Excerpted passage ▸

Ever since the industrial revolution workers have been face to face with technologies that helped their productivity while threatening their jobs.  In the documentary Work Songs, New York filmmaker Mark Street takes a look at how people are coping with work and today’s challenges.  He interviews people in a range of industries who are trying to survive economically while finding meaning in their jobs and sometimes doing so alongside the very technology which may eventually replace them.

“The film looks at automation as a constant threat facing almost all jobs,” explained Mark Street.  “The decline of unions affects work.  There’s a way people are piecing several jobs along the way and I found that to be very instructive - the idea that you train to do one job and you do that for the rest of your life seems like an anachronistic position in this day and age.”

Problem ▸ In the passage about the documentary Work Songs, what does Mark Street say the film looks at automation as?

Collected data ▸
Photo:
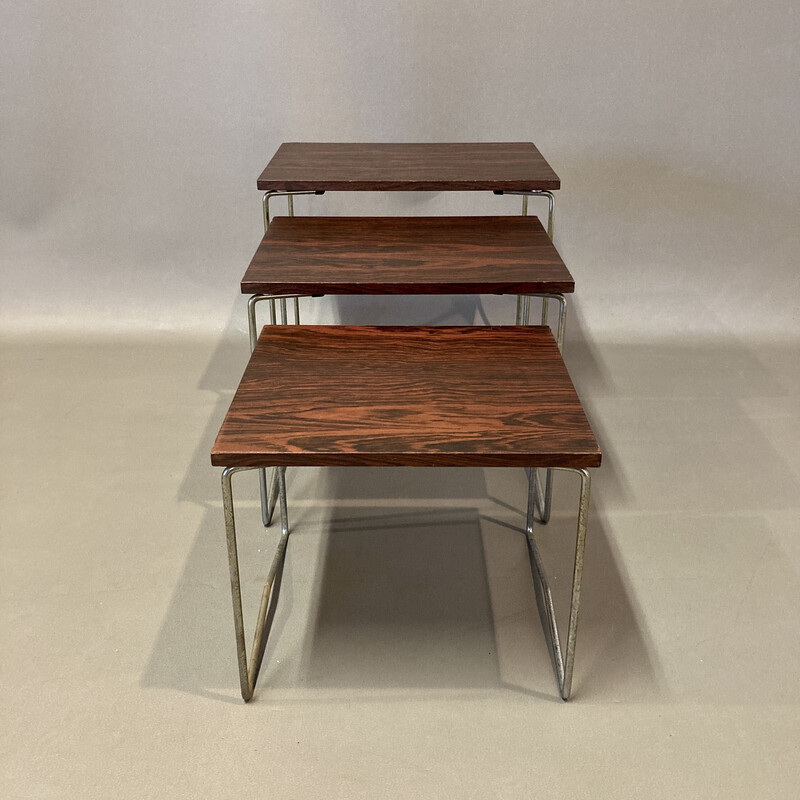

Result below ▸ A constant threat facing almost all jobs.